Saturday, August 19, 2017


We here at the Daily Dirt Diaspora are pleased to be able to bring you some first-hand reportage from Charlottesville by our old pal Gooch, who just happens to live there. He's a fine writer, and I hope to be sharing more of his work with y'all very soon. - Jerky 

I’ve lived in Charlottesville since last June, and I heard about the debate over the statue of Robert E. Lee in Emancipation–née Lee–Park, the first week I was here. My divided thoughts about why one statue of a man who fought to protect the interests of slave owners needs to be removed from a town that sports a large array of monuments paying tribute to the wealthy, slave-owning elite of America’s past–while the others get a pass–have kept me from getting involved. Also, I’m on parole until 2019, and I don’t want to spend the next two years back in prison for being a tourist at somebody else’s cause, so I wasn’t there last Saturday.

But, on Sunday, I went to the downtown mall, where most of the violence on the 12th took place. Not to get involved, or to gawk, but for Audrey Hepburn. I’ve never seen Roman Holiday, and Caroline and I were looking forward to the screening they had planned for last Sunday afternoon at The Paramount. However, because of the rally, the protest, the counter protest, the fights, the civil unrest, and the terrorism, it was cancelled. So, I ended up doing a little gawking.

Just getting to the downtown mall where the theatre is was a bit of a bitch. We wanted to use a different parking garage than usual, so we turned to Google for help getting there, but the GPS on my phone had little red lines all over the streets indicating where things were blocked off. We ended up going to the garage we normally use, but only because the little maze they had created by shutting down various streets led us to it. On the way, we saw a variety of police vehicles, a boxy van-truck with a satellite mounted to the top, and a warlike Humvee with “State Police” stenciled above the grill.

We wanted to park on the top level so we could see what was happening before heading down, but had to go one level lower because, according to a laminated printout on a traffic cone, the roof had been reserved for “police parking.” It didn’t say we couldn’t go up there though, so after we parked, we walked up to have a look. Outside the garage entrance, there was a big, white, windowless bus with no markings except the letters D.O.C. stenciled on the roof, and a light blue school bus with tinted windows. The white one was a Department of Corrections prison transport bus. They are used to move prisoners from one facility to another and It must have been on there in case there was an incident that required them to haul off a lot of people. I think the blue one was for the riot police.

■ **Given task 1**: In the post about Charlottesville, which film did the writer plan to see at The Paramount?
■ **Given task 2**: Resume the Charlottesville account from the point where it stops.

Position annotation records
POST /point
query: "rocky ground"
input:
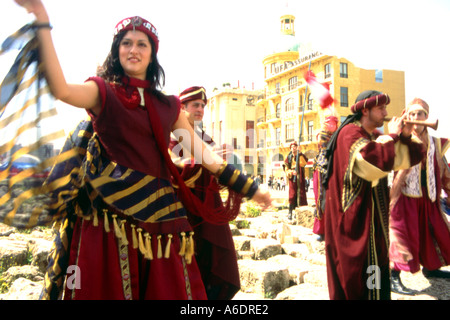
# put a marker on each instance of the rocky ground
(278, 259)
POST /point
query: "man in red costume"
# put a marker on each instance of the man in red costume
(215, 252)
(295, 174)
(420, 231)
(357, 199)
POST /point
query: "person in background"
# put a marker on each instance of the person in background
(129, 233)
(295, 174)
(357, 199)
(319, 169)
(420, 231)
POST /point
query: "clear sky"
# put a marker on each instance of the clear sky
(211, 42)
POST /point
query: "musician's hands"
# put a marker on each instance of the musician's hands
(397, 125)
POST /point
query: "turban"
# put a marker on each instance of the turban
(140, 24)
(418, 104)
(369, 99)
(193, 93)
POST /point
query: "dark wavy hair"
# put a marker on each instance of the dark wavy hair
(112, 70)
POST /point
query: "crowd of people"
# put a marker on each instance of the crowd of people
(174, 242)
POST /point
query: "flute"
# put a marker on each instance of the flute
(427, 123)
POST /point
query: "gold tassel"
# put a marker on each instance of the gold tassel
(95, 223)
(105, 218)
(134, 237)
(148, 245)
(167, 251)
(189, 248)
(124, 233)
(141, 242)
(183, 244)
(159, 254)
(116, 227)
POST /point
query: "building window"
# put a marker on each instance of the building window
(293, 83)
(344, 97)
(310, 102)
(289, 132)
(343, 70)
(250, 134)
(290, 104)
(327, 70)
(379, 76)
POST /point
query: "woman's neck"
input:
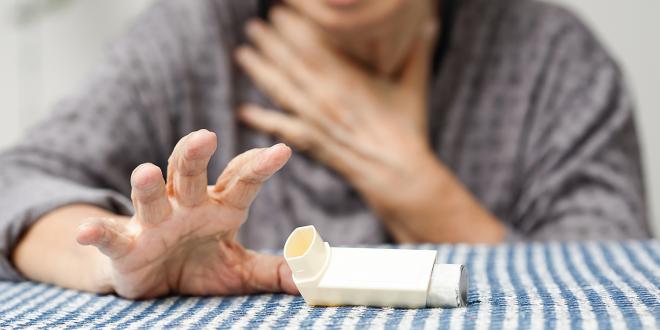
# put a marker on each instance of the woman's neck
(384, 47)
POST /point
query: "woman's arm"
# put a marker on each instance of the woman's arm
(49, 252)
(181, 239)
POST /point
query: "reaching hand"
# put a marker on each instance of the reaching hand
(182, 238)
(371, 129)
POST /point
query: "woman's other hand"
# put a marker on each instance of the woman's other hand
(182, 238)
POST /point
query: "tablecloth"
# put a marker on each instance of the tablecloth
(551, 285)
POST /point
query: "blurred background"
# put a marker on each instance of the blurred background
(49, 45)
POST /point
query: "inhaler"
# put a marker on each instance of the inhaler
(333, 276)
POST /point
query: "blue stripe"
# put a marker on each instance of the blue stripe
(166, 313)
(97, 314)
(421, 315)
(647, 298)
(44, 316)
(36, 307)
(474, 300)
(394, 319)
(497, 296)
(594, 299)
(338, 317)
(632, 257)
(238, 313)
(203, 301)
(219, 309)
(265, 311)
(522, 299)
(617, 295)
(84, 308)
(26, 287)
(445, 319)
(546, 299)
(295, 306)
(651, 253)
(31, 296)
(314, 314)
(129, 308)
(572, 304)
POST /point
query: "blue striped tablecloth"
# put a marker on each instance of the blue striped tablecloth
(606, 285)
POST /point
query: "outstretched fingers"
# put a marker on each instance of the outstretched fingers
(187, 180)
(107, 234)
(270, 273)
(241, 180)
(149, 195)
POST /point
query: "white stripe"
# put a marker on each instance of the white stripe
(207, 307)
(118, 307)
(218, 319)
(433, 318)
(351, 318)
(277, 312)
(76, 308)
(520, 267)
(502, 275)
(88, 310)
(644, 258)
(612, 310)
(380, 320)
(645, 316)
(182, 308)
(294, 322)
(634, 273)
(589, 320)
(322, 320)
(561, 306)
(155, 314)
(406, 320)
(13, 289)
(258, 304)
(37, 312)
(20, 299)
(480, 284)
(27, 305)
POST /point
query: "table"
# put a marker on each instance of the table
(576, 285)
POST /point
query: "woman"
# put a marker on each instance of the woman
(412, 121)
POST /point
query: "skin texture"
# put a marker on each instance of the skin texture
(352, 76)
(371, 128)
(182, 238)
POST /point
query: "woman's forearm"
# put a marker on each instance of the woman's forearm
(49, 253)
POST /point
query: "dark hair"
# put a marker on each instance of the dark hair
(264, 6)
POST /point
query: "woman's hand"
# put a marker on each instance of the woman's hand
(182, 236)
(371, 129)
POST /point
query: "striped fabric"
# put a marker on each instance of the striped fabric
(592, 285)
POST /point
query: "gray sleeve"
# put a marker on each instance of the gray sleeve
(124, 115)
(582, 177)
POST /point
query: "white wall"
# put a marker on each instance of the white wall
(41, 62)
(45, 59)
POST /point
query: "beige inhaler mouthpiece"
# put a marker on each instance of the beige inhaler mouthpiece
(331, 276)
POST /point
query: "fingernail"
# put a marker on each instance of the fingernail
(252, 27)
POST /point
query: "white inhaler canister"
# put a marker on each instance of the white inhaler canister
(332, 276)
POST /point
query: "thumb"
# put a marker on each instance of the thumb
(415, 73)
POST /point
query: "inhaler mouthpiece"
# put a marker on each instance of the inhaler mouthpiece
(329, 276)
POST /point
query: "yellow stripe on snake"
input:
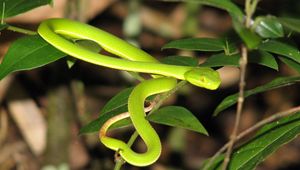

■ **Task output 1**: Roman Holiday

■ **Task output 2**:
When we got to the mall, the first thing I saw was a guy on top of a building with a tripod-mounted rifle that was pointed at the area in front of City Hall; and a lot of cops. State and city police were milling around in neon vests. There were also several of them leaned up against the wall of the building across the street from City Hall, the one the guy with the rifle was on top of. After a minute, I realized it was because it was one of the only spots around that had shade. It’s been hot as shit here all summer, and Kevlar probably doesn’t breathe very well.

We got past the crowd outside of City Hall and I saw a guy I know from school. He looked miserable. Apparently, Nick had nearly been hit by the car that James Fields drove through the crowd of protesters, he was upset and didn’t look well. I’ve never seen this guy not be in a good mood. I enrolled in the community college here a month after getting out of prison, and he was the first person there that I talked to for more than 2 minutes. We don’t hang out outside of classes, but he’s a good guy, with a good attitude and a nice beard, and even though he is smart enough to know how enormously fucked America’s political landscape is, he devotes a lot of time to trying to change things. Nick gives good hugs, he likes Stanley Kubrick, and is almost always working on something that is due in 6 or 7 minutes. It was weird seeing him in such rough shape.

We’d thought the people grouped in front of City Hall chanting “Shame!” were protesting the city’s fuckups from the day before, or maybe they were releasing some people from jail or transferring them elsewhere (which, in hindsight, makes no sense since City Hall isn’t a jail) but Nick said that Kessler and Spencer were giving a press conference. Spencer wasn’t there, but there was no way to tell that from where we were. Aside from him not being perched very high up, and not being able to hear anything he said over the shouting, there were a lot of cell phones being held up in the air. If it hadn’t been for Nick, we wouldn’t have even known somebody was up there talking until people uploaded the videos from those phones to Facebook. When Kessler left, so did the crowd and off went Nick.

There is a large pavilion at the end of the mall that is set up for live, outdoor events. It has a large roof covering the area in front of the stage, and since it was the only large area of shade around, that is where the riot police were hanging out. Maybe 50 cops in black gear with shields and masks were milling around while a few people sat on the grass just outside of it snapping pictures. On another patch of grass there was a guy in a police vest and shorts, with a big console that controlled a drone somewhere overhead.

Further down the mall, it was less tense. Roman Holiday had been cancelled, and The Paramount was closed because of the events of the day before. Not everything was closed. The ice cream and gelato shop were still open and doing business, though they didn’t look as busy as they usually are on a weekend afternoon. Several restaurants were open, and so was the CVS, but only from one side. The back doors were locked so you couldn’t go in one side and out the other. The printout on their door said it was “for security reasons.” A little further down, a street was blocked off and was being lined with flowers in memorial of Heather Heyer.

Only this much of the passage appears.